Job.
Extract every line below, verbatim.
### Data provided ###
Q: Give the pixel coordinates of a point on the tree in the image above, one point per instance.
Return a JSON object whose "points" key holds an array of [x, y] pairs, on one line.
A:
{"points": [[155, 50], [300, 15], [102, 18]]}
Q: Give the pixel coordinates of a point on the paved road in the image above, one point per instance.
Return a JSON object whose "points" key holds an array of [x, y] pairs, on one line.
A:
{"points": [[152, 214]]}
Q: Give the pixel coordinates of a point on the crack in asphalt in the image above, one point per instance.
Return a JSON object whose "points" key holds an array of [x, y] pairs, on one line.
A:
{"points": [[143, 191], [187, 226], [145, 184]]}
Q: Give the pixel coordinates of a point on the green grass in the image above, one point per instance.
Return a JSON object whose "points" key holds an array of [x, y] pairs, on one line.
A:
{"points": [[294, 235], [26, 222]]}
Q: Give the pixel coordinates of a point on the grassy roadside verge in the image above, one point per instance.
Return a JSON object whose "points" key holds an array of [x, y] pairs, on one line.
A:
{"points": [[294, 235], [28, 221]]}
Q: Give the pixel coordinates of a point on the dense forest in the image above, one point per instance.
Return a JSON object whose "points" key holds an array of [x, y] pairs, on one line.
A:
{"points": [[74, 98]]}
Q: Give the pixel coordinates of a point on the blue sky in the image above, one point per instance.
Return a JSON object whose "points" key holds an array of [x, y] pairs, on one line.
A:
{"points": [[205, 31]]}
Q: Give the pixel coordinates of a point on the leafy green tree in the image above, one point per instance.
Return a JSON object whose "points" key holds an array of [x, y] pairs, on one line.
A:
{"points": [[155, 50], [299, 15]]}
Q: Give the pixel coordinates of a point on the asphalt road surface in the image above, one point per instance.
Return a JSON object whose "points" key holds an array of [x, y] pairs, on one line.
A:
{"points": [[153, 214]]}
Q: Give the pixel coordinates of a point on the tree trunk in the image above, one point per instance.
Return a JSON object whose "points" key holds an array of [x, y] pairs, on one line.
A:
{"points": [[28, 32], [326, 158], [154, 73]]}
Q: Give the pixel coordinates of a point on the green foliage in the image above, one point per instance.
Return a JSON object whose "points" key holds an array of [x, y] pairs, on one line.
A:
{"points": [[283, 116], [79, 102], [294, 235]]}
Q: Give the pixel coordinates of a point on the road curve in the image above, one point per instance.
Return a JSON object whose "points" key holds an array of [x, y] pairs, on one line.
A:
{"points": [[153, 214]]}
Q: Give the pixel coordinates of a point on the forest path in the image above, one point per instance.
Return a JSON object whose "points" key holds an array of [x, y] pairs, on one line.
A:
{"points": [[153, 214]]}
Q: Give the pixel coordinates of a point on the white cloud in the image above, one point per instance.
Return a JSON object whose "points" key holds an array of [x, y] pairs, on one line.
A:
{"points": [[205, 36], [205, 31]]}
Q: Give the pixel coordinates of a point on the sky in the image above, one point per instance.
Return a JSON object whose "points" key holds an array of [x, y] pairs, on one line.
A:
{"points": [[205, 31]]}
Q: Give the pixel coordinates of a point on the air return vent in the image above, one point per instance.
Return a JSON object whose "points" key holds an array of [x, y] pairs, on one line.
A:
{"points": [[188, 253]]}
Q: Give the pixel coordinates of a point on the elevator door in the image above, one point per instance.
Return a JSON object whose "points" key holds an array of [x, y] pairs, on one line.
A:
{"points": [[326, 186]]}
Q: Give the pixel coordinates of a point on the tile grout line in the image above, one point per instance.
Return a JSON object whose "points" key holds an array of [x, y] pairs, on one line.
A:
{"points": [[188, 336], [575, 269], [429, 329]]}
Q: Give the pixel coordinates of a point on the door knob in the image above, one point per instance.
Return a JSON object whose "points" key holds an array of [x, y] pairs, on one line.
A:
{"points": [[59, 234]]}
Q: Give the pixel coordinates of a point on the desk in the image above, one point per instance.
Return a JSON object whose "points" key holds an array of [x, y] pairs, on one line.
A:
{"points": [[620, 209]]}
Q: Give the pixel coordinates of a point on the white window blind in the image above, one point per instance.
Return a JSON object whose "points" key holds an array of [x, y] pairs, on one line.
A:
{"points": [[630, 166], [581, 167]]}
###
Exercise solution.
Q: Give the pixel coordinates of a point on the tree in the image above, one point per instance.
Return a JSON object whose "points" key holds an array of [x, y] pairs, on one line.
A:
{"points": [[155, 50], [300, 15], [102, 18]]}
Q: Give the pixel coordinates of a point on the paved road in the image above, one point per instance.
Return a JSON object whose "points" key holds an array of [x, y] pairs, on one line.
A:
{"points": [[152, 214]]}
Q: Give the pixel coordinates of a point on the crack in asphalt in the image above, one point per instance.
Return a JSON object whose "points" key holds an array of [x, y] pairs, on one line.
A:
{"points": [[143, 191], [187, 226], [145, 184]]}
Q: Give the pixel coordinates of a point on the green grass in the image above, one point per instance.
Return a JSON object whose "points" key holds an array of [x, y] pairs, on one line.
A:
{"points": [[294, 235], [26, 222]]}
Q: Give the pixel coordinates of a point on the grassy roadside verge in the image above, one point per instance.
Return a JSON object whose "points" key holds an array of [x, y] pairs, on one line.
A:
{"points": [[294, 235], [28, 221]]}
Q: Give the pixel coordinates of a point on the dense forest in the image above, one point per instance.
Return a JSON object whose "points" key holds an array of [x, y] pairs, on one line.
A:
{"points": [[74, 98]]}
Q: Give the pixel coordinates of a point on the blue sky in the image above, one point per instance.
Return a JSON object whose "points" key holds an array of [x, y] pairs, on one line.
A:
{"points": [[205, 31]]}
Q: Give the pixel coordinates of a point on the leafy green tree in the image above, one point per instance.
Return a JSON object whose "points" key holds an array of [x, y] pairs, on one line.
A:
{"points": [[155, 50], [299, 15]]}
Q: Give the pixel coordinates of a point on the asphalt road surface in the image above, one point per instance.
Return a JSON object whose "points" key holds an array of [x, y] pairs, on one line.
A:
{"points": [[153, 214]]}
Q: Give the pixel coordinates of a point on the tree trunk in the image above, one point per instance.
Return a JSON object whose "points" key holds an array of [x, y] pairs, on one line.
A:
{"points": [[28, 32], [326, 158], [154, 73]]}
Q: Give the pixel coordinates of a point on the green foliage in the image above, one point per instance.
Return a JSON object whose "points" key holds an array of [x, y] pairs, on one line.
A:
{"points": [[283, 116], [79, 102], [294, 235]]}
Q: Give the pixel coordinates of a point on the road curve in the image above, one point per instance.
Return a JSON object whose "points" key holds an array of [x, y] pairs, on one line.
A:
{"points": [[153, 214]]}
Q: Give the pixel coordinates of a point on the forest path in the image above, one point per instance.
Return a JSON object whose "points" key holds an array of [x, y] pairs, on one line.
A:
{"points": [[153, 214]]}
Q: Give the pixel coordinates of a point on the white cloud in the image above, one point per instance.
Return a JSON object whose "points" key holds an array of [x, y] pairs, on one line.
A:
{"points": [[205, 36], [205, 31]]}
Q: Give the pixel coordinates of a point on the sky in the image above, one point per instance.
Return a JSON object whose "points" key holds an array of [x, y] pairs, on one line.
A:
{"points": [[205, 31]]}
Q: Give the pixel coordinates of a point on the air return vent in the image above, one point per instance.
Return a JSON object whose "points" key holds an array of [x, y] pairs, on one line.
A:
{"points": [[188, 253]]}
Q: Give the pixel coordinates of a point on the elevator door in the image above, one point per instance.
Return a JSON object whose "points" key holds an array of [x, y] pairs, on one line.
A:
{"points": [[326, 186]]}
Q: Give the pixel coordinates of a point on the tile grout line in the image above, one point per instance.
Return a JSON object whose "points" key holds an array of [x, y] pairs, on one line.
A:
{"points": [[188, 336], [575, 269], [429, 329]]}
Q: Give the pixel coordinates of a point on the door knob in the image above, one point per instance.
Return a JSON object whose "points" key holds an array of [x, y] pairs, on one line.
A:
{"points": [[59, 234]]}
Q: Give the pixel coordinates of a point on the desk in the image above, one point per instance.
Return a JSON object whose "points" key holds an array of [x, y] pairs, on one line.
A:
{"points": [[620, 209]]}
Q: Give the pixel coordinates of a point on the white window blind in the image above, one point per instance.
Return a JSON object whose "points" key holds an array of [x, y] pairs, on one line.
A:
{"points": [[630, 166], [581, 167]]}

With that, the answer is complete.